Items listed in a dataset:
>> begin
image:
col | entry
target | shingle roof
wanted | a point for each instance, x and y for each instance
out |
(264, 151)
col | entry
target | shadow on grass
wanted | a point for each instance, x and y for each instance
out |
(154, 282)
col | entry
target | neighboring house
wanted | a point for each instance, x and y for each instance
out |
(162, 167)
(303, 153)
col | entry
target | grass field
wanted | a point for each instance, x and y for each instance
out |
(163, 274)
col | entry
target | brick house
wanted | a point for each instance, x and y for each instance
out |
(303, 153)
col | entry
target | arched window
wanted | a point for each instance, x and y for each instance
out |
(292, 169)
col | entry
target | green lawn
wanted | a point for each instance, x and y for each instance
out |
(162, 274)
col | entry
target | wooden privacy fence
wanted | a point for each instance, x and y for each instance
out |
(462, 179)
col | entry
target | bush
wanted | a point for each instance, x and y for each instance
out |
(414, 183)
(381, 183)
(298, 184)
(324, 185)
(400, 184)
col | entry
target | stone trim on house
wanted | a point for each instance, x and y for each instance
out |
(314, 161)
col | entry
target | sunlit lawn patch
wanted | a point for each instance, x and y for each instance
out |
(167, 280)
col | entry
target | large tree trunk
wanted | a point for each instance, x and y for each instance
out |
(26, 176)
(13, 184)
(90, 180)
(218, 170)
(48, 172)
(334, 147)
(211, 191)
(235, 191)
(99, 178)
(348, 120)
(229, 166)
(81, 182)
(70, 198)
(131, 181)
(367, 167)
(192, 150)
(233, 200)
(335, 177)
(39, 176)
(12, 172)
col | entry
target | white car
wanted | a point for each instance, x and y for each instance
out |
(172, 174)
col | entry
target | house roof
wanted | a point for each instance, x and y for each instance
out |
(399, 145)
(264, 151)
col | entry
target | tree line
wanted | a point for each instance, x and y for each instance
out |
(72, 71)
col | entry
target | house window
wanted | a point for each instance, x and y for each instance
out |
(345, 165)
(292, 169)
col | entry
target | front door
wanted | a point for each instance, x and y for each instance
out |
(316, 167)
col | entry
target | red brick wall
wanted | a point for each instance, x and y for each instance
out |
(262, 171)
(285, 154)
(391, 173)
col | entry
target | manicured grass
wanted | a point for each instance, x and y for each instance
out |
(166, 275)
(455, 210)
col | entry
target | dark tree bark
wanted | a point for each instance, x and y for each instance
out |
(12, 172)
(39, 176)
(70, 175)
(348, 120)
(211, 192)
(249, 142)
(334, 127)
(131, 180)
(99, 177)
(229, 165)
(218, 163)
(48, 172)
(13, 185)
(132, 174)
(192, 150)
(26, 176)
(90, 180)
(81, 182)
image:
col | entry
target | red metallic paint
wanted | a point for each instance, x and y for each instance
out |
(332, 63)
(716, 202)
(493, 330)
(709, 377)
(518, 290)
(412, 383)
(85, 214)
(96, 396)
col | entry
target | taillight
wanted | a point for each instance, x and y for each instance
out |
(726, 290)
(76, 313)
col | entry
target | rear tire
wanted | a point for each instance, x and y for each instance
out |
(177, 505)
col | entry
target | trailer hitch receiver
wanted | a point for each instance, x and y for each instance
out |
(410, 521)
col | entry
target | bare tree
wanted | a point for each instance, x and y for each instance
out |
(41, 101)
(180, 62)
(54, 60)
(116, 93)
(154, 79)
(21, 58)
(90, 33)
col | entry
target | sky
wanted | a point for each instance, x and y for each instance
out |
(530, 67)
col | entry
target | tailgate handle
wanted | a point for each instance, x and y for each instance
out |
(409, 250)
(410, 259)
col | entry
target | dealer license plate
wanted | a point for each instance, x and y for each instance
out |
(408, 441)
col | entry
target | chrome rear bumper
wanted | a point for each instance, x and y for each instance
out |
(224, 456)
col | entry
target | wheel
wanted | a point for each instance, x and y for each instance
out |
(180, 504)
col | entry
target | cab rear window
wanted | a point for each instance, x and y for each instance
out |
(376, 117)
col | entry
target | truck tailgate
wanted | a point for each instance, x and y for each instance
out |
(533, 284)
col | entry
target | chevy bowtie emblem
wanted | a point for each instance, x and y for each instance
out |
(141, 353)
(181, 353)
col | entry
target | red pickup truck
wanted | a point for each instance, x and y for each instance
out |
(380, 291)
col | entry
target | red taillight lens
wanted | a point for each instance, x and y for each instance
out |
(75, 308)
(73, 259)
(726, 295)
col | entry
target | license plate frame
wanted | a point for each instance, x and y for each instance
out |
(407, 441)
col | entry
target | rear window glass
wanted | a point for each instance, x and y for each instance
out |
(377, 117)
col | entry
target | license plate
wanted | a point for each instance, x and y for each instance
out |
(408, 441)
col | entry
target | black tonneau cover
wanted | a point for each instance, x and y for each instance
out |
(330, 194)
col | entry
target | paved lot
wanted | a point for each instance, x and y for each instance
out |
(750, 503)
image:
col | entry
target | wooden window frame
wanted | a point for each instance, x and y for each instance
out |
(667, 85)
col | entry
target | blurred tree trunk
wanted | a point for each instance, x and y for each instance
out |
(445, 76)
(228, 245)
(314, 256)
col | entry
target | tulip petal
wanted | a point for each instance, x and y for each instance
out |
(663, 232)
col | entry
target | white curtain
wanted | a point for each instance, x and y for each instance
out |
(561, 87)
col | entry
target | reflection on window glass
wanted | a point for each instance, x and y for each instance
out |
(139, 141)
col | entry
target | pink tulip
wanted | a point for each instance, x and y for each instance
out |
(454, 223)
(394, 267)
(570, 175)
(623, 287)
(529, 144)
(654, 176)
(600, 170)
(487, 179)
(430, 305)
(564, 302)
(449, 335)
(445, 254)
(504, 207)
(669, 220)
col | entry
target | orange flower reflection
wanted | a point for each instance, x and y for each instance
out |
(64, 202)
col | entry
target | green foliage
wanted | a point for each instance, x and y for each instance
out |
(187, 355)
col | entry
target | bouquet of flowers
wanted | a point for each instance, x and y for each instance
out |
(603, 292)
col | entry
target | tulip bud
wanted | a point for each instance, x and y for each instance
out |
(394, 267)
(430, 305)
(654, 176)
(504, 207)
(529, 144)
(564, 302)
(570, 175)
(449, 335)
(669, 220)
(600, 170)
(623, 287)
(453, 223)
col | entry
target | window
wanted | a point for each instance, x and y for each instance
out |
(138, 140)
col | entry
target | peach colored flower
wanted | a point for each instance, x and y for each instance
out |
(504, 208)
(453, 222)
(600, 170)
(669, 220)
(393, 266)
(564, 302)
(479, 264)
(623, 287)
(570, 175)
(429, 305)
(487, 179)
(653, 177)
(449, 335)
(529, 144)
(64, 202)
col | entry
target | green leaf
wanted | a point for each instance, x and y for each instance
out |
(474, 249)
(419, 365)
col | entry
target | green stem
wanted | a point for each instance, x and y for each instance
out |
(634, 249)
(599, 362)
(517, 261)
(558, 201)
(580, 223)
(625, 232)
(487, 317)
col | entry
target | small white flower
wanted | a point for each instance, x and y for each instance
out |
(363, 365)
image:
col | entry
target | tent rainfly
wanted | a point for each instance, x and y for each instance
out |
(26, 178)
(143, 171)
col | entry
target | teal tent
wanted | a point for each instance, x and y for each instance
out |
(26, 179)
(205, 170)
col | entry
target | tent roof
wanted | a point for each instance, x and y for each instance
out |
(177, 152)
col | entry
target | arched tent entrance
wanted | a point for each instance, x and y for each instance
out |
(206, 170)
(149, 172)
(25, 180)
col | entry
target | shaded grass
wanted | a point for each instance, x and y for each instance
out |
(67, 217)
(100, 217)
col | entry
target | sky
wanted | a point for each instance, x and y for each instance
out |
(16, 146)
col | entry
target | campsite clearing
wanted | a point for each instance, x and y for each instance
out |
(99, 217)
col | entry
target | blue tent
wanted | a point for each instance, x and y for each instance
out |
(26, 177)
>> end
WHAT YOU HAVE TO DO:
Copy down the whole of the data above, matching it exactly.

RESULT BELOW:
image:
col | entry
target | shingle roof
wanted | a point for each instance, x and y for each instance
out |
(264, 151)
col | entry
target | shadow on grass
wanted | a point for each instance, x and y for each instance
out |
(154, 282)
col | entry
target | neighboring house
wanted | a point for each instance, x and y for each instance
out |
(162, 167)
(303, 153)
col | entry
target | grass field
wanted | a point for each instance, x and y for each instance
out |
(163, 274)
col | entry
target | brick house
wanted | a point for each instance, x and y for each instance
out |
(303, 153)
col | entry
target | arched window
wanted | a point for each instance, x and y for each instance
out |
(292, 169)
col | entry
target | green lawn
wanted | a point for each instance, x and y for each instance
out |
(162, 274)
col | entry
target | wooden privacy fence
wanted | a point for each instance, x and y for each instance
out |
(462, 179)
col | entry
target | bush
wanted | a point for each instance, x and y for each instance
out |
(414, 183)
(381, 183)
(298, 184)
(324, 185)
(400, 184)
col | entry
target | stone trim on house
wanted | a point for each instance, x and y for each instance
out |
(314, 161)
col | entry
target | sunlit lawn patch
wanted | a point for each instance, x and y for each instance
out |
(167, 280)
col | entry
target | large tree trunk
wanted | a point for each instance, x and y for each instance
out |
(26, 176)
(13, 184)
(90, 180)
(218, 170)
(48, 172)
(334, 147)
(211, 191)
(235, 191)
(99, 178)
(348, 120)
(229, 166)
(81, 182)
(70, 198)
(131, 181)
(367, 167)
(192, 150)
(233, 200)
(335, 177)
(39, 176)
(12, 172)
col | entry
target | white car
wanted | a point for each instance, x and y for each instance
out |
(172, 174)
col | entry
target | house roof
wanted | a point for each instance, x and y for each instance
out |
(399, 145)
(264, 151)
col | entry
target | tree line
wanted | a point for each instance, x and y for each instance
out |
(72, 71)
col | entry
target | house window
wanted | a point for each instance, x and y for each instance
out |
(345, 165)
(292, 169)
col | entry
target | front door
wanted | a point for each instance, x and y for each instance
out |
(316, 167)
col | entry
target | red brick wall
wanted | a point for each instance, x and y for each instance
out |
(262, 171)
(285, 154)
(391, 173)
col | entry
target | manicured grass
wanted | a point for each instance, x and y for each instance
out |
(166, 275)
(455, 210)
col | entry
target | dark tree bark
wanted | a point for each instance, x and y for each instance
out |
(12, 172)
(39, 176)
(70, 175)
(348, 120)
(211, 192)
(249, 142)
(334, 127)
(131, 180)
(99, 177)
(229, 165)
(218, 163)
(48, 172)
(13, 185)
(132, 174)
(192, 150)
(26, 176)
(90, 180)
(81, 182)
image:
col | entry
target | red metallic paint
wanted | a point for each instance, x and y for each instance
out |
(332, 63)
(716, 202)
(493, 330)
(709, 377)
(518, 290)
(412, 383)
(85, 214)
(96, 396)
col | entry
target | taillight
wanted | a point for each instance, x and y for each instance
out |
(726, 290)
(76, 313)
col | entry
target | rear tire
wanted | a point for each instance, x and y for each instance
out |
(177, 505)
col | entry
target | trailer hitch receiver
wanted | a point for each instance, x and y for each instance
out |
(410, 521)
col | entry
target | bare tree
wanted | a point for each instance, x and y for each instance
out |
(41, 101)
(180, 62)
(54, 60)
(116, 93)
(154, 79)
(21, 58)
(90, 33)
col | entry
target | sky
wanted | a point for each instance, x and y for each instance
out |
(530, 67)
col | entry
target | tailgate handle
wanted | a point for each instance, x and y for each instance
out |
(409, 250)
(410, 259)
col | entry
target | dealer license plate
wanted | a point for each instance, x and y for each instance
out |
(408, 441)
col | entry
target | chrome rear bumper
wanted | a point for each instance, x and y for each instance
out |
(224, 456)
col | entry
target | wheel
wanted | a point for each instance, x and y for each instance
out |
(180, 504)
col | entry
target | cab rear window
wanted | a point for each instance, x and y for each instance
out |
(376, 117)
col | entry
target | truck tailgate
wanted | a point for each instance, x and y for each instance
out |
(533, 284)
col | entry
target | chevy bowtie emblem
wanted | a point for each instance, x and y for each instance
out |
(141, 353)
(181, 353)
col | entry
target | red pickup truck
wanted | a point for each instance, x and y for each instance
out |
(380, 291)
col | entry
target | red taillight lens
wanted | a point for each instance, x and y for each instance
out |
(75, 308)
(73, 259)
(726, 295)
col | entry
target | license plate frame
wanted | a point for each instance, x and y for each instance
out |
(407, 441)
col | entry
target | rear window glass
wanted | a point for each instance, x and y for each instance
out |
(377, 117)
col | entry
target | license plate
wanted | a point for each instance, x and y for each instance
out |
(408, 441)
col | entry
target | black tonneau cover
wanted | a point for each instance, x and y for each instance
out |
(330, 194)
col | entry
target | paved lot
wanted | a point for each instance, x and y for each instance
out |
(750, 503)
image:
col | entry
target | wooden window frame
wanted | a point for each instance, x and y for each instance
out |
(667, 85)
col | entry
target | blurred tree trunk
wanted | a point for each instance, x and y for each instance
out |
(445, 76)
(228, 245)
(314, 256)
col | entry
target | tulip petal
wanted | a point for each instance, x and y for each instance
out |
(663, 232)
col | entry
target | white curtain
wanted | a point for each instance, x and y for each instance
out |
(561, 87)
col | entry
target | reflection on window glass
wanted | a point for each instance, x and y for each instance
out |
(139, 141)
col | entry
target | pink tulip
wanted | a point for each instance, x and y for each instance
out |
(454, 223)
(394, 267)
(570, 175)
(623, 287)
(529, 144)
(654, 176)
(600, 170)
(487, 179)
(430, 305)
(564, 302)
(449, 335)
(445, 254)
(504, 207)
(669, 220)
col | entry
target | orange flower reflection
wanted | a point for each instance, x and y for each instance
out |
(64, 202)
col | entry
target | green foliage
wanted | a point for each instance, x and y for each instance
out |
(187, 355)
col | entry
target | bouquet of flowers
wanted | a point for each instance, x and y for each instance
out |
(603, 292)
col | entry
target | tulip bud
wanted | a point for each instance, x and y for each instance
out |
(394, 267)
(430, 305)
(654, 176)
(504, 207)
(529, 144)
(564, 302)
(570, 175)
(449, 335)
(669, 220)
(600, 170)
(623, 287)
(453, 223)
col | entry
target | window
wanted | a point for each instance, x and y for each instance
out |
(138, 140)
col | entry
target | peach colored flower
wanted | a point for each instance, x and y for each instance
out |
(504, 208)
(453, 222)
(600, 170)
(669, 220)
(393, 266)
(564, 302)
(479, 264)
(623, 287)
(570, 175)
(429, 305)
(487, 179)
(653, 177)
(449, 335)
(529, 144)
(64, 202)
col | entry
target | green leaf
wanted | a point for each instance, x and y for each instance
out |
(474, 249)
(419, 365)
col | entry
target | green stem
wanted | a point for each instance, x and y for each instance
out |
(634, 249)
(599, 362)
(517, 261)
(558, 201)
(580, 223)
(625, 232)
(487, 317)
col | entry
target | small white flower
wanted | a point for each instance, x and y for each instance
out |
(363, 365)
image:
col | entry
target | tent rainfly
wanted | a point for each instance, x and y for each instance
out |
(26, 178)
(143, 171)
col | entry
target | teal tent
wanted | a point for each instance, x and y for each instance
out |
(26, 179)
(205, 170)
col | entry
target | tent roof
wanted | a point for each instance, x and y for each instance
out |
(177, 152)
col | entry
target | arched tent entrance
wanted | a point for each instance, x and y for each instance
out |
(206, 170)
(149, 172)
(25, 180)
col | entry
target | shaded grass
wanted | a point for each instance, x and y for each instance
out |
(67, 217)
(100, 217)
col | entry
target | sky
wanted | a point for each instance, x and y for each instance
out |
(16, 146)
col | entry
target | campsite clearing
wanted | a point for each instance, x and y for each instance
out |
(99, 217)
col | entry
target | blue tent
wanted | a point for each instance, x and y for each instance
out |
(26, 177)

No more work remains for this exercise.